"Juhn's
playing is sensitive and imaginative...She has a fine sense of style and plays
with a command of the 18th Century language I find much less common among
pianists than harpsichordists...She shines in the careful nuance of the slow
ornamental variations...She is also up to the task of the technically demanding
variations. She executes the hand-crossing with apparent ease. The showy quick
variations are quite clean...[her] playing is accurate, stylish and tidy. The
quality of the sound is very good."
American
Record Guide ~ July/August 2007
"As
a Bach player, [H-K Juhn] has obviously devoted much thought to how she wants to
approach the Goldberg Variations...her acumen for voice leading lends impressive
clarity...The engineering is excellent..." Gramophone
~
July 2007
*
* *
Described by the
New York Concert Review as a "top notch, superb pianist…technically
brilliant…subtle.", Hee-Kyung Juhn was born in South Korea to
missionary parents. She lived her teenage years in South America, and was later
trained in the United States. Ms. Juhn attended The Juilliard School (MM) in New
York City, where she was a recipient of Van Cliburn Piano Scholarship and Gluck
Fellowship, and has participated in music festivals such as Tanglewood, Aspen,
Bowdoin, and Yale Piano Summer Institute. At the University of Indiana (DM), she
studied with Leonard Hokanson, a pupil of legendary pianist Arthur Schnabel.

(Records in a dataset)
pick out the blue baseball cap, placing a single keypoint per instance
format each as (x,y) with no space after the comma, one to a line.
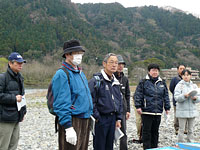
(16,57)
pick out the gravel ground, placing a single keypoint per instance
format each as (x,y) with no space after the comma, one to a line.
(38,132)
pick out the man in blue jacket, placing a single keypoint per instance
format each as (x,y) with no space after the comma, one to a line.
(72,100)
(150,97)
(11,92)
(107,101)
(172,86)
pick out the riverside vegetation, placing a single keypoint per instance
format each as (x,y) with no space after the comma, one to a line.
(39,28)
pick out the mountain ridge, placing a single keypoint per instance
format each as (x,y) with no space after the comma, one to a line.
(40,27)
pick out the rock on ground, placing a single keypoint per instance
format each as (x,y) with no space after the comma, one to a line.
(38,130)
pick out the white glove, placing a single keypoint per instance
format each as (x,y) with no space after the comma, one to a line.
(71,135)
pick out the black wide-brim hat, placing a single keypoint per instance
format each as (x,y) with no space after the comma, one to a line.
(73,49)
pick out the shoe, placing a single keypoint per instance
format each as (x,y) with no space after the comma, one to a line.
(137,141)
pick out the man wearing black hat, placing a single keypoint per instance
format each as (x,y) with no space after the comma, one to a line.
(72,100)
(125,90)
(11,94)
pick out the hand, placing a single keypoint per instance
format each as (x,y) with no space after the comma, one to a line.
(186,95)
(71,136)
(167,112)
(118,124)
(194,98)
(18,98)
(139,111)
(128,115)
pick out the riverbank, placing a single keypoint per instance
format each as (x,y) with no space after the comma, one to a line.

Work instructions >>
1. Please list every music festival named in the Hee-Kyung Juhn profile.
2. Pick up the Hee-Kyung Juhn profile where it stops and continue writing it.
The listing comes from a separate source.

Answers given >>
1. Tanglewood, Aspen, Bowdoin, Yale Piano Summer Institute

2.
In addition to
her numerous solo and chamber appearances, Ms. Juhn has collaborated with many
outstanding musicians, and has appeared on concert stages in South America
(Brazil, Paraguay), Europe (Italy, Belgium), Asia (Korea, Japan) and throughout
the United States. She made her orchestral debut at the age of 16, playing
Tchaikovsky’s Piano Concerto No.1 with the Orquesta Sinfónica de la Ciudad de
Asunción.
A versatile
pianist, Ms. Juhn has worked as an opera coach (Centro Lírico del Paraguay,
University of Indiana), staff accompanist (Juilliard School, DePauw University),
and music director and organist (IU Campus Ministry, UCSB Episcopal Campus
Ministry). As an academic, Dr. Juhn has been teaching full-time at the Music
Department of the University of California in Santa Barbara since 2001. She has
also served as associate faculty in Collaborative Piano at the Music Academy of
the West in Santa Barbara.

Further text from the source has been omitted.